- ИСТОЧНИК:
※
Внизу, на первом этаже, замечаю, однако, Татьяну Сергеевну Ходорович, которую свидетелем не вызывали. Здороваемся. Говорю со свойственной мне грубостью: „Вы чего приперлись?"

Она: „Я не христианка, но сочувствую людям, даже если они сломались".

Поднимаюсь на второй этаж, где происходит суд. Проводят в комнату свидетелей. Здесь ожидают очереди Иван Рудаков — молодой человек с блондинистой бородой, имеющий некоторые знакомства в кругах Якира и Красина, — и другой молодой человек Вениамин (не помню фамилии), который был постоянным посетителем Якира, подписывал все петиции (запомнил его по его профессии: рабочий-крановщик). Про него было известно, что он дал ужасные показания на Якира. И на всех нас. Поэтому лишь издали киваю ему головой. У него вид дебютирующего актера перед премьерой. Взволнован. Видно, что про себя повторяет роль. Нервно ходит по комнате.

Любезно здороваюсь с Иваном. Начинаю с ним разговор на самые нейтральные темы. О театре или о чем-то еще.

Присутствующий здесь чекист делает нам замечание.

Я: „Мы же говорим не о деле". И, как ни в чем не бывало, продолжаю свою „козери" (светский разговор).

Наконец, вызывают меня. Суд. Обычная атмосфера. На скамье подсудимых „знакомые все лица": Якир и Красин.
※
- ЗАПИСИ ДАННЫХ:
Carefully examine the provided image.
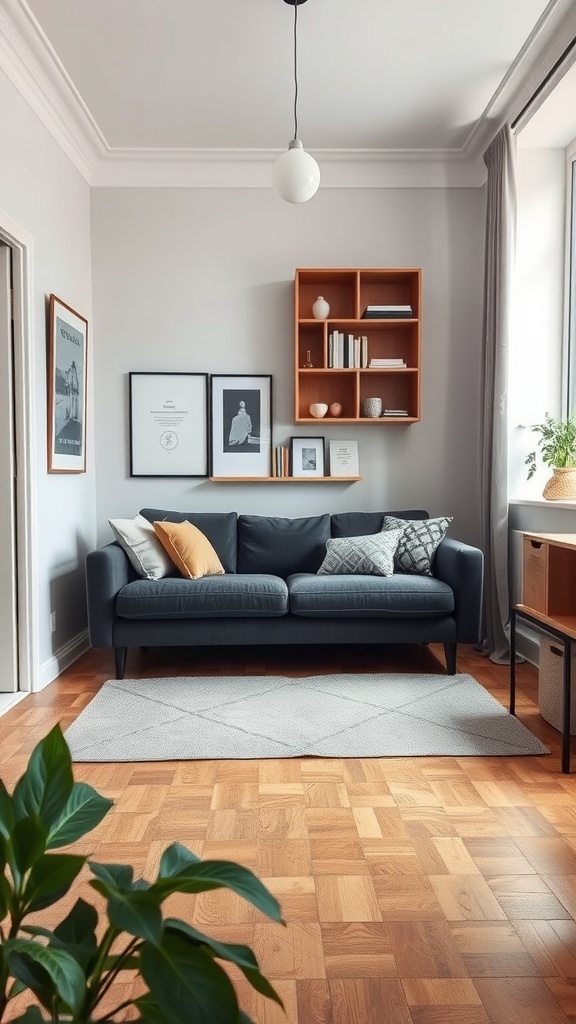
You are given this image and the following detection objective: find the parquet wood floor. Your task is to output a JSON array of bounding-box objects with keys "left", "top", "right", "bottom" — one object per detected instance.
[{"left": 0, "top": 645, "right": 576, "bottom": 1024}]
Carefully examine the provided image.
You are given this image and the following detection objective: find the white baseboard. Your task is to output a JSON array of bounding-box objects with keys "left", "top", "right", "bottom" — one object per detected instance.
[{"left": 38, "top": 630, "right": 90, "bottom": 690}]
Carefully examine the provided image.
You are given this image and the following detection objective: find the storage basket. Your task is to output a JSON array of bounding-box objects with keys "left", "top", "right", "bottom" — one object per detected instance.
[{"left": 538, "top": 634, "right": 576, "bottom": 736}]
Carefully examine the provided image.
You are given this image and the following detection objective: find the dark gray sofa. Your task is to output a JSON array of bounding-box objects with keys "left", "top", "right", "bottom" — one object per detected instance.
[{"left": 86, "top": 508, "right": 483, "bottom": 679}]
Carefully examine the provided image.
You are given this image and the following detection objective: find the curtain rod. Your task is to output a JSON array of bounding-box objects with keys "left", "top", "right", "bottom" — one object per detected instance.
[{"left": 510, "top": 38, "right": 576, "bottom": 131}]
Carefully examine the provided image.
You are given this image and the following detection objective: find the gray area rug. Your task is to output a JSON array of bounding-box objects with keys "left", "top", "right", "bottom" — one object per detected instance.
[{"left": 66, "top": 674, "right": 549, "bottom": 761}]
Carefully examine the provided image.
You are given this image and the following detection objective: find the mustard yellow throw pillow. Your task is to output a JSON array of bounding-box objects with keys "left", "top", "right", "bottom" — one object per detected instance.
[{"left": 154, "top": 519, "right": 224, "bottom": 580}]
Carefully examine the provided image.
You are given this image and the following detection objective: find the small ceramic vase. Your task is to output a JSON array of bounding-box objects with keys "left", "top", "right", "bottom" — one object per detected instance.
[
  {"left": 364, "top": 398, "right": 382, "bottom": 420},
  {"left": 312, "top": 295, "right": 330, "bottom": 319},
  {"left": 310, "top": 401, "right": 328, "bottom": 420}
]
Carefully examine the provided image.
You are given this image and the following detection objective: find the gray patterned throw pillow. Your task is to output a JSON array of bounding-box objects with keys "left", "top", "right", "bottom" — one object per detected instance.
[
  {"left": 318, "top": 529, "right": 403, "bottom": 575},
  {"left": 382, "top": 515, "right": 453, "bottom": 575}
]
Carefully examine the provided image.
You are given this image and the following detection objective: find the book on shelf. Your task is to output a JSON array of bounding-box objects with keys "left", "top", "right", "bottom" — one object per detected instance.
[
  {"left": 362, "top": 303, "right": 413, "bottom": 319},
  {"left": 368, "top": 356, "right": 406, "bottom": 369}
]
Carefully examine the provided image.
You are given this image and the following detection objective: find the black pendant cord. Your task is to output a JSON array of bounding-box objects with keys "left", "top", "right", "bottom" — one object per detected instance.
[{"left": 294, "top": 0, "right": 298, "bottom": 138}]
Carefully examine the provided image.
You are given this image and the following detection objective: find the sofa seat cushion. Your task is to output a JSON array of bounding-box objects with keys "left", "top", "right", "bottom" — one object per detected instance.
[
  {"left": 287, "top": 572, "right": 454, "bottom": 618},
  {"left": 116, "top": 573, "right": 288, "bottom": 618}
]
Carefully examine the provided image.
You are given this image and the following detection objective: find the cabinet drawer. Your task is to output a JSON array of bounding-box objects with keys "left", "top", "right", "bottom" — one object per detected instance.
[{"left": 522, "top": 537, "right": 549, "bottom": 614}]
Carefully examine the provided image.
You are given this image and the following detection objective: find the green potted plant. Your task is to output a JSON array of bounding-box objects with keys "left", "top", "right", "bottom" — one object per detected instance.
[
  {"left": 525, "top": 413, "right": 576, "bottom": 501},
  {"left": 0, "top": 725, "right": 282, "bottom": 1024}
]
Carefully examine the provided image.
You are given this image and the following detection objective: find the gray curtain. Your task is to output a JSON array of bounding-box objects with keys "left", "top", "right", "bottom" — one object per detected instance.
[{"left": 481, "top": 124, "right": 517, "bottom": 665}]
※
Воспроизведите дословно и целиком отрывок о суде над Якиром и Красиным.

Внизу, на первом этаже, замечаю, однако, Татьяну Сергеевну Ходорович, которую свидетелем не вызывали. Здороваемся. Говорю со свойственной мне грубостью: „Вы чего приперлись?"

Она: „Я не христианка, но сочувствую людям, даже если они сломались".

Поднимаюсь на второй этаж, где происходит суд. Проводят в комнату свидетелей. Здесь ожидают очереди Иван Рудаков — молодой человек с блондинистой бородой, имеющий некоторые знакомства в кругах Якира и Красина, — и другой молодой человек Вениамин (не помню фамилии), который был постоянным посетителем Якира, подписывал все петиции (запомнил его по его профессии: рабочий-крановщик). Про него было известно, что он дал ужасные показания на Якира. И на всех нас. Поэтому лишь издали киваю ему головой. У него вид дебютирующего актера перед премьерой. Взволнован. Видно, что про себя повторяет роль. Нервно ходит по комнате.

Любезно здороваюсь с Иваном. Начинаю с ним разговор на самые нейтральные темы. О театре или о чем-то еще.

Присутствующий здесь чекист делает нам замечание.

Я: „Мы же говорим не о деле". И, как ни в чем не бывало, продолжаю свою „козери" (светский разговор).

Наконец, вызывают меня. Суд. Обычная атмосфера. На скамье подсудимых „знакомые все лица": Якир и Красин.